[Work item]
Give the data below again exactly, and drop each picture from it.
(Beginning of Data section)
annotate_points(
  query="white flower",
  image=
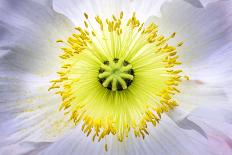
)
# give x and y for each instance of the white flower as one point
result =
(166, 91)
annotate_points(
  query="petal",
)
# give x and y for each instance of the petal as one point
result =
(206, 33)
(29, 56)
(195, 93)
(216, 123)
(23, 148)
(31, 36)
(166, 138)
(74, 9)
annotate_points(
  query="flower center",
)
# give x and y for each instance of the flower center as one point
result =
(116, 75)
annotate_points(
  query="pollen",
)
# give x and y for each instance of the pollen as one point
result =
(117, 76)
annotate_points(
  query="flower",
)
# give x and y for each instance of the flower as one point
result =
(115, 77)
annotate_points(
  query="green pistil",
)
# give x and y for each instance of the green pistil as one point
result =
(116, 75)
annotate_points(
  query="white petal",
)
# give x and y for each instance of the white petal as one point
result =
(30, 36)
(23, 148)
(195, 93)
(74, 9)
(215, 121)
(206, 34)
(166, 138)
(29, 57)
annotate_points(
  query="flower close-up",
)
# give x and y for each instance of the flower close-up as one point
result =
(115, 77)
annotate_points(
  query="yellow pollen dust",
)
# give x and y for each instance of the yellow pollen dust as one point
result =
(101, 107)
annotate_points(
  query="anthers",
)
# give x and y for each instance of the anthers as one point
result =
(115, 56)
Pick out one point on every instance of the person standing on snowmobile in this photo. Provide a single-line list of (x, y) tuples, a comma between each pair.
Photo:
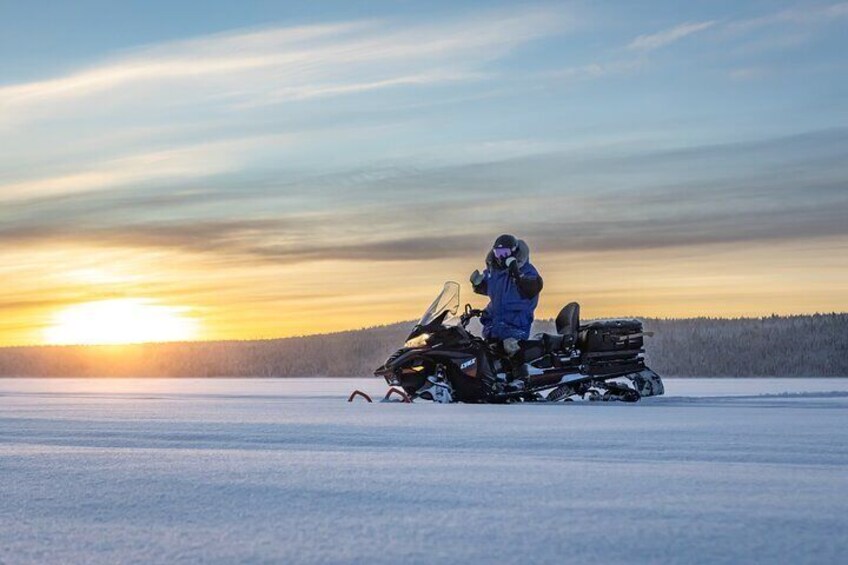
[(513, 286)]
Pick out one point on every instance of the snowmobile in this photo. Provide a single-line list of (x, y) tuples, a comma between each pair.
[(442, 361)]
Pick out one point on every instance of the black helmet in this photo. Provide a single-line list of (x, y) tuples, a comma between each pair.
[(504, 247)]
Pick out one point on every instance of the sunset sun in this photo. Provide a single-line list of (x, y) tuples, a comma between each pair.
[(118, 321)]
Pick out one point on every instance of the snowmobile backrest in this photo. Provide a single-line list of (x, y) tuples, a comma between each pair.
[(568, 321)]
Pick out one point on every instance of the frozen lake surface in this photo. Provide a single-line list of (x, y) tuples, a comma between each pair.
[(136, 470)]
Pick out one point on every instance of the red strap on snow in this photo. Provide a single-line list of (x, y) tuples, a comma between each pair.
[(356, 393)]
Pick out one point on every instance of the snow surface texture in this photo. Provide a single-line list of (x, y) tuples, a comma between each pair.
[(231, 471)]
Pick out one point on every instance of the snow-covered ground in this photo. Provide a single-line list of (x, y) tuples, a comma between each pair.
[(286, 471)]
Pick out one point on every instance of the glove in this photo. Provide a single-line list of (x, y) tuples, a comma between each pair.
[(476, 278)]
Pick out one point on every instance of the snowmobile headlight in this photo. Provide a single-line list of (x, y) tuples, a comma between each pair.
[(417, 341)]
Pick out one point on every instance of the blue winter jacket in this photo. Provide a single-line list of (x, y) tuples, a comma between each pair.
[(510, 312)]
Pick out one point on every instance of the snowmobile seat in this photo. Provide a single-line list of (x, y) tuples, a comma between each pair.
[(568, 320)]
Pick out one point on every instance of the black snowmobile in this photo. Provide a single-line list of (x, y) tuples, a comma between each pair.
[(442, 361)]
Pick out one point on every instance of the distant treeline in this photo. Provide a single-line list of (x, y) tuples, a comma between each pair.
[(780, 346)]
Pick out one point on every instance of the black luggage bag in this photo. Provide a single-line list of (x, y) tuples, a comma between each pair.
[(611, 338)]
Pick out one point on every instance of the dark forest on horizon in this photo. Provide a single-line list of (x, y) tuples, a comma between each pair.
[(775, 346)]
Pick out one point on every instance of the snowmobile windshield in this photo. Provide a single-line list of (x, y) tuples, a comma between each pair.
[(446, 302)]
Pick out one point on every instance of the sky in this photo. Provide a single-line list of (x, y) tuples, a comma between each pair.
[(266, 169)]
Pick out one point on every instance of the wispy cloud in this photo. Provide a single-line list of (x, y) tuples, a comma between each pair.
[(666, 37), (284, 63)]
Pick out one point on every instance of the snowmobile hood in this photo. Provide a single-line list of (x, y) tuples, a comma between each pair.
[(522, 255)]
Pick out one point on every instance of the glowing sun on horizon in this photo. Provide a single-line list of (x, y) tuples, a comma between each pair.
[(119, 321)]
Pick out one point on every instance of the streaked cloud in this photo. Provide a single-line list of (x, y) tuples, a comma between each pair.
[(650, 42), (283, 63)]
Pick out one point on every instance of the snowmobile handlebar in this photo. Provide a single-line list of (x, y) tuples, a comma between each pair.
[(469, 314)]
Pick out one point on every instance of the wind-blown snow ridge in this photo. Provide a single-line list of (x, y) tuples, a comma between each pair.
[(141, 470)]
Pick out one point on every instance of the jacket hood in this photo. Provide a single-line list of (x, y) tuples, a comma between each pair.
[(522, 255)]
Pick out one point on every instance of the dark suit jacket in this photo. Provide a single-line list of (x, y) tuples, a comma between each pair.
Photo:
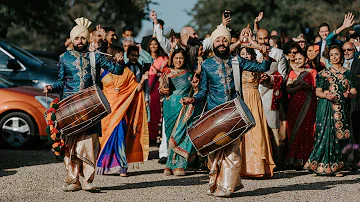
(End of Data section)
[Your response]
annotate_points(
  query="white flower",
  image=
)
# give x and y for each instance of the white flower as one point
result =
(166, 91)
annotate_points(
  query="petal",
)
# give x and y for each instance of the petal as one point
result =
(206, 33)
(29, 56)
(195, 93)
(216, 123)
(23, 148)
(31, 36)
(166, 138)
(74, 9)
annotate_points(
  query="flower center",
)
# give x and y for each instance of the flower center as one point
result =
(116, 75)
annotate_points(
  query="pollen",
)
# give x and y for each instance of the pollen as one point
result =
(117, 76)
annotate_points(
  query="flower",
)
# give x and y for each instance of the flower as one point
result =
(115, 77)
annotate_points(
  query="green pistil",
)
# give x and y for each instance of the green pistil as one point
result =
(116, 75)
annotate_points(
  query="white petal",
)
# give x and y for each instance of the white petal as one point
result =
(30, 36)
(23, 148)
(195, 93)
(74, 9)
(215, 121)
(206, 34)
(166, 138)
(29, 57)
annotate_points(
  query="flower close-up",
)
# give x and y for each instance of the flower close-up as one point
result =
(115, 77)
annotate_points(
  query="yellow pollen dust",
)
# give x and y for each instance of the yellow pollen dust as one point
result =
(101, 107)
annotate_points(
  query="anthers",
)
# give x and y for each instance of the anthers as one point
result =
(115, 56)
Pick out one point on every instance of the person standing on snowmobile in this photo. Provide a single-line list of (x, y) tuples, a comma between each pair.
Photo:
[(513, 286)]
Pick out one point on every instance of the snowmobile in this photo. Provide a single-line list of (x, y) tuples, a comma between each pair.
[(442, 361)]
Pick out one point on every instance of the black helmet in this photo. Provide a single-line list of (x, y) tuples, a comma between each pair.
[(504, 247)]
Pick out one point on every instance of the sunset sun in this photo. Provide a single-line list of (x, y) tuples, a comma between each pair.
[(118, 321)]
Pick out one point on every instance of the snowmobile backrest in this photo. Provide a single-line list of (x, y) tuples, a comma between each pair.
[(568, 321)]
Pick out one point on every instance of the frozen lake surface in this photo. Provide a single-line list of (x, y) tuples, a comma between each pair.
[(136, 470)]
Pick out one point on every instance of the red strap on snow in this photo. Provide a single-line list of (x, y) tuples, a comma between each pair.
[(356, 393)]
Pick out one point on every instance of the snow surface texture in this photo. Provide a single-line list of (x, y) tuples, a comma between each pair.
[(231, 471)]
Pick out one point on every instance of the snow-covered ground in this photo. Provide a single-line list of (x, y) tuples, a comma between each pair.
[(286, 471)]
Pick out one point on every instance of the glove in this photo. Provide a single-line list of (x, y) tuples, a comma between each pair.
[(476, 278)]
Pick out one point on every instance of the snowmobile headlight in this photo. Provide a single-line list of (x, y) tuples, a comma between each pair.
[(417, 341)]
Pick out one point on every instance of the blue winter jacket in this photo. Provide a single-line list of (x, y) tuples, a comma between each pair.
[(510, 312)]
Pick out one point on every instance of the snowmobile seat in this photo. Provide a single-line list of (x, y) tuples, a comma between each pair.
[(568, 320)]
Pick out one point on every instance of the black snowmobile in this photo. Provide a single-line list of (x, y) tuples, a comma between each pair.
[(442, 361)]
Pick out one point on every instance of the distant treeline in this photo. Provide a single-line list of (x, y) tuples, a comma between each pair.
[(780, 346)]
Pick out one point on every instance of the black luggage bag in this photo. Provide a single-line list of (x, y) tuples, a comma between each pair.
[(611, 338)]
Pick out one point on every instance of the dark forest on horizon in this photo. Provide a single-line list of (x, y) tuples, a comma between each pair.
[(775, 346)]
Pick out one point on every instance of the snowmobile windshield in this photo. Provide a single-line list of (x, y) tuples, a comma between each pair.
[(446, 302)]
Pick out one point on every instance of the sky in this photo. Provide a single-line list of (x, y) tuples, a comma between each pair.
[(266, 169)]
Pick out one point on every instance of the wispy cloud in this photo. Provide a single-line list of (x, y) tuples, a comma between each pair.
[(666, 37), (284, 63)]
Pick out one point on every instance of the snowmobile hood in this photo. Provide a single-line list of (x, y) tuples, a comma between each pair.
[(522, 255)]
Pick out one point on every instance of the glowing sun on horizon in this photo. Provide a single-line list of (x, y) tuples, a comma between each pair.
[(119, 321)]
Pick out one point on every instance of the streaked cloud in this photo. Provide a single-line list of (x, y) tuples, a comma between each pair.
[(650, 42), (283, 63)]
Pick out one point on every instance of the snowmobile handlebar in this photo. Provide a single-line list of (x, y) tuples, a comma between each pair.
[(469, 314)]
Pick out one point on every instance of the wind-blown snow ridge in this photo. Provide a single-line list of (x, y) tuples, a comma between each pair.
[(141, 470)]
Pick out one point on every instance of the jacket hood in this photo. Provide a single-line list of (x, y) tuples, a comma between each pair.
[(522, 255)]
Pick out one point on every instance of the dark suit jacket in this photo. Provide a single-line list of (x, y) tuples, a comma between each pair.
Photo:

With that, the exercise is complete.